> **Problem requirements**:
Take the line that contains "coat, pixel coordinates, sample" as the first line and the last line of the material below as the final one; reproduce exactly the lines between, inclusive.
============
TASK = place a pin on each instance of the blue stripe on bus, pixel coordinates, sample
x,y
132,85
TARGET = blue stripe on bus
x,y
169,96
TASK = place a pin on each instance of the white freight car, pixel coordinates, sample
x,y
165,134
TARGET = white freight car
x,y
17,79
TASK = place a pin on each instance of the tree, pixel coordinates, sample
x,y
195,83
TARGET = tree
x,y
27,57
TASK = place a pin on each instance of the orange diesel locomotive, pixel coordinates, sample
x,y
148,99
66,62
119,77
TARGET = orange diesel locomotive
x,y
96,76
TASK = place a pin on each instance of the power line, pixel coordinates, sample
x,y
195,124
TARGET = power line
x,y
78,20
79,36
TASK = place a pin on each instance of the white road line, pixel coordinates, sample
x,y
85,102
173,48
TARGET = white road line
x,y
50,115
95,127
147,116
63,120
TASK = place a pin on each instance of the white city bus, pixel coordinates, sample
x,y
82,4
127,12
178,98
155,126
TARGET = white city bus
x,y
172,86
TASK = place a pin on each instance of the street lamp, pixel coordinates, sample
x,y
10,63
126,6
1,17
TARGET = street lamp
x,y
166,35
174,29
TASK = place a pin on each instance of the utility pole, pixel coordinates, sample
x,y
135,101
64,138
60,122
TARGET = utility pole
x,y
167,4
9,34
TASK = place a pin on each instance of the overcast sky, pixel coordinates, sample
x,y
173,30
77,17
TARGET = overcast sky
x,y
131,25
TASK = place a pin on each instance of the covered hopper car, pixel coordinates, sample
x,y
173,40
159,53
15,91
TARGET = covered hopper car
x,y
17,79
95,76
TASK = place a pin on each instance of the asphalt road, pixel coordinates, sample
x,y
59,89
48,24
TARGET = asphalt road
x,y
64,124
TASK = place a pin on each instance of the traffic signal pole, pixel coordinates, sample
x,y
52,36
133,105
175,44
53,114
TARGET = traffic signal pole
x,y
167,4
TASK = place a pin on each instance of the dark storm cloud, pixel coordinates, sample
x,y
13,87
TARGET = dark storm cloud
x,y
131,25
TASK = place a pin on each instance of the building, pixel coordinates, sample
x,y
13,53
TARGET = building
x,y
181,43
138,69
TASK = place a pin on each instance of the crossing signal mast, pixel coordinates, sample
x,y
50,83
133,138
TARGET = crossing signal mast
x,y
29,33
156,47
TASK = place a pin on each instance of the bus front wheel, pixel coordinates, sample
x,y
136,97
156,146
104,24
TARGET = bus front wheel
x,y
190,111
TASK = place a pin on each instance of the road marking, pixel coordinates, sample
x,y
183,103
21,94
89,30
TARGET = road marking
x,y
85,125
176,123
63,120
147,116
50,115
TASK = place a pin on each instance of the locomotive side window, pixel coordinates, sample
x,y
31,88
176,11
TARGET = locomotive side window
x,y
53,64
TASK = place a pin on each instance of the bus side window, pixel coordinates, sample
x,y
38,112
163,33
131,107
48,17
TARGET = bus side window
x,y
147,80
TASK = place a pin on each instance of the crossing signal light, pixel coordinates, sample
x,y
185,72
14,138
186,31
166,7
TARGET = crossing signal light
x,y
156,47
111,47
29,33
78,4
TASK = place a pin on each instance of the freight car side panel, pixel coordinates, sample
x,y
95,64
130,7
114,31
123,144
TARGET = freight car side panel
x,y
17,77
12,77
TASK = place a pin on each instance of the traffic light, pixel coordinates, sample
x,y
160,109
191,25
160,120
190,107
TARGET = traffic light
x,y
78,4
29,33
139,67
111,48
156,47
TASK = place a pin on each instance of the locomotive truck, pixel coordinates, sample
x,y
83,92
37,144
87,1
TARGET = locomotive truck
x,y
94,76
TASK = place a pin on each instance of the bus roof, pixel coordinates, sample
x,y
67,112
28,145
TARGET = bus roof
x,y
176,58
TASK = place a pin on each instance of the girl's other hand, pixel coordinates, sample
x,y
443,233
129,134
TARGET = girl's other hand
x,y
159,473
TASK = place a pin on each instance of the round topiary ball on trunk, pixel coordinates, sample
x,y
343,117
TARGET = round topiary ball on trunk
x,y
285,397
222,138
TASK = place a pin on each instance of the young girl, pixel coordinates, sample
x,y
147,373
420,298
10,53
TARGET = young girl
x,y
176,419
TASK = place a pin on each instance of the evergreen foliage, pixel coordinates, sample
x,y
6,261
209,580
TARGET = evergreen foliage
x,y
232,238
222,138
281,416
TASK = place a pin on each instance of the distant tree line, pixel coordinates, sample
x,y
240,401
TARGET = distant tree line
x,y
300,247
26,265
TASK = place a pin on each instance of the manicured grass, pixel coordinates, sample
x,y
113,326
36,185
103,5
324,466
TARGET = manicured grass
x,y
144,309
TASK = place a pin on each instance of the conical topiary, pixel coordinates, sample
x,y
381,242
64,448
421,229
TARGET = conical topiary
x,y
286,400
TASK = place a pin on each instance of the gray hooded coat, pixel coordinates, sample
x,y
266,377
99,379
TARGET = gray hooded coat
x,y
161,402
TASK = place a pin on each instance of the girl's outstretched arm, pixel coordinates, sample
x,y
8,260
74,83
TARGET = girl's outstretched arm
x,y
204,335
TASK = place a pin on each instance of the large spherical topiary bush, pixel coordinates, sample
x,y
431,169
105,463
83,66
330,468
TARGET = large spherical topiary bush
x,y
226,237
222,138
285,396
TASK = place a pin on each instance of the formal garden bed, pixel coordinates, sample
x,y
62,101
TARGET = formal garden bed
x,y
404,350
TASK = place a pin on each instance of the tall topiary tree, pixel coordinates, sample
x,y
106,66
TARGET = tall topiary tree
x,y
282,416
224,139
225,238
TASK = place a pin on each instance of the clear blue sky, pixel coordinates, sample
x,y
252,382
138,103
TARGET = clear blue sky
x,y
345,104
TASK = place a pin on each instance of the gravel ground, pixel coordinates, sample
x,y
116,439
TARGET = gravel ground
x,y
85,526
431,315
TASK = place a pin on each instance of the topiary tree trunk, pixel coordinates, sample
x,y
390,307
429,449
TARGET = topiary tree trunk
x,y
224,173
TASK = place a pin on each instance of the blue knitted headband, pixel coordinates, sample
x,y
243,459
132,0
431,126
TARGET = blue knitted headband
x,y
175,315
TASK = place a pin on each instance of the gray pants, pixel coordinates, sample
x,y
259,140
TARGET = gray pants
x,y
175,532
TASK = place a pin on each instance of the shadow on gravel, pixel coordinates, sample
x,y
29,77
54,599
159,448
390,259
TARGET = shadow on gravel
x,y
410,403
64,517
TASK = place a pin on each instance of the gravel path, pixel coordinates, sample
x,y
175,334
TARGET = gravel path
============
> **Response**:
TASK = place a pin on each instance of the gray hooded coat, pixel coordinates, sample
x,y
266,377
99,379
TARGET = gray hooded coat
x,y
161,402
TASK = place a pin on each instance of the girl's outstretched arm, pixel coordinates, sample
x,y
8,260
74,83
TARGET = girl's outstretched arm
x,y
204,335
TASK = place a pin on each instance of the large spherical topiary bush, pixel coordinates, sample
x,y
431,169
105,463
83,66
330,468
TARGET = large spherical topiary bush
x,y
226,237
222,138
285,396
TASK = place a pin on each instance of the formal garden bed, pixel coordinates, sample
x,y
62,101
TARGET = formal garden bed
x,y
404,350
TASK = place a pin on each instance of the tall topiary tree, pixel coordinates, sample
x,y
106,66
TARGET = tall topiary tree
x,y
282,416
224,139
225,238
TASK = place a pin on each instance of the clear blue sky, pixel coordinates, sample
x,y
252,382
138,103
TARGET = clear blue sky
x,y
345,104
TASK = place a pin on each instance of the gravel ground, pixel coordinates, sample
x,y
116,439
TARGET = gravel ground
x,y
85,526
431,315
TASK = place a pin on each instance of the topiary tree trunk, pixel coordinates, sample
x,y
390,307
429,449
TARGET = topiary tree trunk
x,y
224,173
TASK = place a pin on each instance of the blue knitted headband, pixel coordinates, sample
x,y
243,459
132,0
431,126
TARGET = blue knitted headband
x,y
175,315
TASK = place a pin on each instance of the gray pants, pixel coordinates, sample
x,y
259,140
TARGET = gray pants
x,y
175,532
TASK = place a pin on each instance of the shadow on gravel, pixel coordinates, sample
x,y
29,77
54,599
159,448
390,259
TARGET = shadow on gravel
x,y
410,403
64,517
TASK = place a pin on each instance of the gravel path, pixel coordinates, sample
x,y
175,334
TARGET = gravel path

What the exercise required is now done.